Thanks a lot.IN THE COUNTY COURT
Claim No.: E5GF06RH
Between
NEW GENERATION PARKING MANAGEMENT LTD
(Claimant)
-and-
XXXXXXXXXXXXXX
(Defendant)
DEFENCE1. The Defendant denies that the Claimant is entitled to relief in the sum claimed, or at all.
2. The Particulars of Claim on the N1 Claim Form refer to 'Parking Charge(s)' incurred on 08/08/2018. However, they do not state the basis of any purported liability for these charges, in that they do not state what the terms of parking were, or in what way they are alleged to have been breached. In addition, the particulars state 'The Defendant was driving the vehicle and/or is the keeper of the vehicle' which indicates that the Claimant has failed to identify a Cause of Action, and is simply offering a menu of choices. As such, the Claim fails to comply with Civil Procedure Rule 16.4, or with Civil Practice Direction 16, paras. 7.3 to 7.5.
3. The Particulars refer to the material location as 'Richmond Square CF24 3BF'. The Defendant has, since 01/07/2018, held legal title under the terms of a lease, to Flat No. 43 at that location. At some point, the managing agents contracted with the Claimant company to enforce parking conditions at the estate.
4. Under the terms of the Defendant's lease, no references are made to conditions of parking motor vehicles.
4.1. There are no terms within the lease requiring lessees to display parking permits, or to pay penalties to third parties, such as the Claimant, for non-display of same.

◆ Supplied material ◆
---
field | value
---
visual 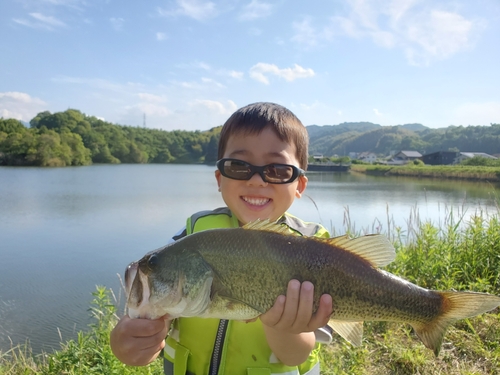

◆ What you need to do ◆
**A)** In the parking claim defense, rewrite the paragraph beginning "The Particulars of Claim on the N1 Claim Form" more briefly, keeping its main facts.
**B)** Summarize the parking claim defense in two sentences.
**C)** Write the next part of the parking claim defense, picking up after its final paragraph.

◆ Results of the exercise ◆
**A)** The Particulars of Claim cite parking charges incurred on 08/08/2018 but give no basis for liability. They state neither the parking terms nor how those terms were breached. Their statement that the Defendant "was driving the vehicle and/or is the keeper of the vehicle" offers a menu of choices instead of a Cause of Action. The Claim therefore fails to comply with Civil Procedure Rule 16.4 and Civil Practice Direction 16, paras. 7.3 to 7.5.

**B)** In a county court claim brought by New Generation Parking Management Ltd, the Defendant denies owing the sum claimed. The Defendant argues that the Particulars of Claim state neither the parking terms, how they were breached, nor a clear Cause of Action, and also notes that the Defendant's lease of Flat No. 43 at Richmond Square, held since 01/07/2018, contains no parking conditions, including none requiring permits or penalties payable to third parties such as the Claimant.

**C)**
5. The Defendant, at all material times, parked in accordance with the terms granted by the lease. The erection of the Claimant's signage, and the purported contractual terms conveyed therein, are incapable of binding the Defendant in any way, and their existence does not constitute a legally valid variation of the terms of the lease. Accordingly, the Defendant denies having breached any contractual terms whether express, implied, or by conduct.
6. The Claimant, or Managing Agent, in order to establish a right to impose unilateral terms which vary the terms of the lease, must have such variation approved by at least 75% of the leaseholders, pursuant to s37 of the Landlord & Tenant Act 1987, and the Defendant is unaware of any such vote having been passed by the residents.
7. Further and in the alternative, the signs refer to 'Permit Parking Only', and suggest that by parking without permission, motorists are contractually agreeing to a parking charge of £100. This is clearly a nonsense, since if there is no permission, there is no offer, and therefore no contract.
7.1. The Defendant's vehicle clearly was 'authorised' as per the lease and the Defendant relies on primacy of contract and avers that the Claimant's conduct in aggressive ticketing is in fact a matter of tortious interference, being a private nuisance to residents.
7.2. In this case the Claimant has taken over the location and runs a business as if the site were a public car park, offering terms with £100 penalty on the same basis to residents, as is on offer to the general public and trespassers. However, residents are granted a right to park/rights of way and to peaceful enjoyment, and parking terms under a new and onerous 'permit/licence' cannot be re-offered as a contract by a third party. This interferes with the terms of leases and tenancy agreements, none of which is this parking firm a party to, and neither have they bothered to check for any rights or easements that their regime will interfere with (the Claimant is put to strict proof). This causes a substantial and unreasonable interference with the Defendant's land/property, or his/her use or enjoyment of that land/property.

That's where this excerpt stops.